Pick up the passage on Candida and the menstrual cycle right after its last sentence, and carry it on.

:: PASSAGE SHOWN ::

Yes, yeast and especially Candida can interfere with your menstrual cycle. If a woman has an ongoing yeast/Candida problem that just refuses to go away, she will almost always experience a disruption in her menstrual cycle. There’s really no use in treating the problem with hormones, because this would only temporarily correct the problem while ignoring the cause.
Most females will experience at the very least an irregular menstrual cycle occasionally if they have an ongoing yeast or Candia problem, and this is a normal symptom of a Candida overgrowth in women. The problems can range from a worsening of menstrual pains to the cycles actually stopping. All of this is initially caused by the yeast, but the problem created by the yeast overgrowth is the imbalance of hormones. During a bad yeast or Candida infestation a false type of estrogen is produced. This false hormone can disrupt various bodily functions, but especially the menstrual cycle in women.

:::
:: GIVEN INFORMATION ::

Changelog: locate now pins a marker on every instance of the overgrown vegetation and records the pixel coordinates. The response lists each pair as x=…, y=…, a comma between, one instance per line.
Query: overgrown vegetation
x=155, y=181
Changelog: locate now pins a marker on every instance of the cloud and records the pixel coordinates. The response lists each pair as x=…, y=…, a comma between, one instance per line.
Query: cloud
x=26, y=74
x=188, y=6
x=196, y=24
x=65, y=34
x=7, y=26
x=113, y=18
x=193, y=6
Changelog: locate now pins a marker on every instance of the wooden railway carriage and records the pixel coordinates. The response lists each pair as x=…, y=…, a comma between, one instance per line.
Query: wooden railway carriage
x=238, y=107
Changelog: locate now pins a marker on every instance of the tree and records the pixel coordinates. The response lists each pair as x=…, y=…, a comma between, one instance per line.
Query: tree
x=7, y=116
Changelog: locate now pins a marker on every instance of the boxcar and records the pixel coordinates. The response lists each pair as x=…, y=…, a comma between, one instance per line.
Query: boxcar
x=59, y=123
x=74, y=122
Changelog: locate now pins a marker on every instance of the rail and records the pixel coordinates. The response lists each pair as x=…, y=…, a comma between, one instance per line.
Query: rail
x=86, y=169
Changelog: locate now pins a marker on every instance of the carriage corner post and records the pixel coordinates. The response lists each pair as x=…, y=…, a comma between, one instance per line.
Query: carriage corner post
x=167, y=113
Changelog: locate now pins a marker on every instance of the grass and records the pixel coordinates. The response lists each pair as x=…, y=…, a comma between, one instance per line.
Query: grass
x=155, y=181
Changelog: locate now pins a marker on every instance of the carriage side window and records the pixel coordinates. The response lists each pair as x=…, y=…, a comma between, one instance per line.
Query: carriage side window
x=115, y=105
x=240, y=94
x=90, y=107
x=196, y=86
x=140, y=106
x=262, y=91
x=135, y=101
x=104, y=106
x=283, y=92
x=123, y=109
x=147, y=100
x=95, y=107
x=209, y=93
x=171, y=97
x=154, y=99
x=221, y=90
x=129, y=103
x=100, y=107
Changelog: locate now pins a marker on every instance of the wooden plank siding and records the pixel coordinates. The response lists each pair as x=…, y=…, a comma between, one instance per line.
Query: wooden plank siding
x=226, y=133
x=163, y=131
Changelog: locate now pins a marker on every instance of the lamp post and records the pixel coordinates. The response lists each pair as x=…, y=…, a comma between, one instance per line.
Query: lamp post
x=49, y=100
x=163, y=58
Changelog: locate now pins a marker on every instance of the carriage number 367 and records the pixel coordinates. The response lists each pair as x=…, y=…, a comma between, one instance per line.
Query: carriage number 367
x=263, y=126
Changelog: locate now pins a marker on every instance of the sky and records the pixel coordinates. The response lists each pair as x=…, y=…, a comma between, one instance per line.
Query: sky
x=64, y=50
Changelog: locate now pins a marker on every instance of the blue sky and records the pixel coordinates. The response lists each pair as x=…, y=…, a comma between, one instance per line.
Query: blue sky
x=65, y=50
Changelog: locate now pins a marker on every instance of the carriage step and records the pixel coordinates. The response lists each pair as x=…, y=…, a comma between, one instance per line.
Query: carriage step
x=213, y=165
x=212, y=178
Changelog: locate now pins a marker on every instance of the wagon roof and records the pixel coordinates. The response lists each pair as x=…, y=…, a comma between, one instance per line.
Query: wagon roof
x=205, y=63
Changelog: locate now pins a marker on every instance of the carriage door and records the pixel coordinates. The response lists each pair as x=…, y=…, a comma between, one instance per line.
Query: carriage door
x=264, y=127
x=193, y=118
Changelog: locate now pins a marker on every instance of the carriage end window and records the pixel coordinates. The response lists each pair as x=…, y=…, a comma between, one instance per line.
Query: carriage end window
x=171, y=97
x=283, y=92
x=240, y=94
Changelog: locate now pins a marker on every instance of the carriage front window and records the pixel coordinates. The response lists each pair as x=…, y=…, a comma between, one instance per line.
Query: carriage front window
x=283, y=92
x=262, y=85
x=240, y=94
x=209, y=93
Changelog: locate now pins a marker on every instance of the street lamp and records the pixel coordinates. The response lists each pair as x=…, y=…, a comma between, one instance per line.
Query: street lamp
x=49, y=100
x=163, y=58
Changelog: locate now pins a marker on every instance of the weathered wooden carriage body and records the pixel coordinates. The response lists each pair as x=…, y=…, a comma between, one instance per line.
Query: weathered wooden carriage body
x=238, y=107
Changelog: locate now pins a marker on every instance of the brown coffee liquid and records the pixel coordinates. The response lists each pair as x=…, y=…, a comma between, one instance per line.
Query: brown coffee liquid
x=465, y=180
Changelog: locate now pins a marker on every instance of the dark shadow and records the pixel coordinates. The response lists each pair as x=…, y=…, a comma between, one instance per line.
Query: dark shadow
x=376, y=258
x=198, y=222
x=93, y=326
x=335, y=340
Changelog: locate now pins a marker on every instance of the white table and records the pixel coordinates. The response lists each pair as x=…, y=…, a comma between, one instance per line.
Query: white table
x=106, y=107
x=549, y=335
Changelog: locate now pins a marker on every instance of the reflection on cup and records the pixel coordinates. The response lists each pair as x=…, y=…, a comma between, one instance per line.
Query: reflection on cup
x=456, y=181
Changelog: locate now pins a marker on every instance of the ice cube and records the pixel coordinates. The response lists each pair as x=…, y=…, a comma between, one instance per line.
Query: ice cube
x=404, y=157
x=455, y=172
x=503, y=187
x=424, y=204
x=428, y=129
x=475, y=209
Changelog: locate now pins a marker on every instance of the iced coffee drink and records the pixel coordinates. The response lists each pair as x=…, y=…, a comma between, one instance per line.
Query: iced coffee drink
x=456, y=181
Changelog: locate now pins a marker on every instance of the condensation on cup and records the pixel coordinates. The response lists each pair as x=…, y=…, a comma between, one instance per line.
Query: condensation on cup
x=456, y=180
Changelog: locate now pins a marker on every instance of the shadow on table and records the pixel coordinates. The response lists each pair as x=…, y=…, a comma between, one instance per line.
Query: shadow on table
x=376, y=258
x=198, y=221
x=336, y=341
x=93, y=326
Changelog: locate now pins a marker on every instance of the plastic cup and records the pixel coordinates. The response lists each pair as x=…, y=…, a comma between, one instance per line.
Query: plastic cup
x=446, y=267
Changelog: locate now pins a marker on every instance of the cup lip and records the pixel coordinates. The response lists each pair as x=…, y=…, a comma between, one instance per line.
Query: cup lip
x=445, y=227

:::

> RESULT OF THE TASK:
Stopping the production of the false hormone can definitely take place, but it normally takes quite a long period of time. This is because you first have to reduce the yeast/Candida overgrowth in your body. This is normally done through a special diet void of all sugar products, simple carbohydrates, starches, wheat, and fruit because fruit contains the sugar, fructose. You can also take some natural antifungals during the diet such as oil of oregano, raw garlic bulbs or garlic pills containing allicin (the potent antifungal property in garlic). Brussels sprouts and rutabaga are two strong natural food sources containing antifungal properties. You should also add beneficial bacteria to your regimen by eating unsweetened Greek yogurt, drinking unsweetened kefir, and taking probiotics.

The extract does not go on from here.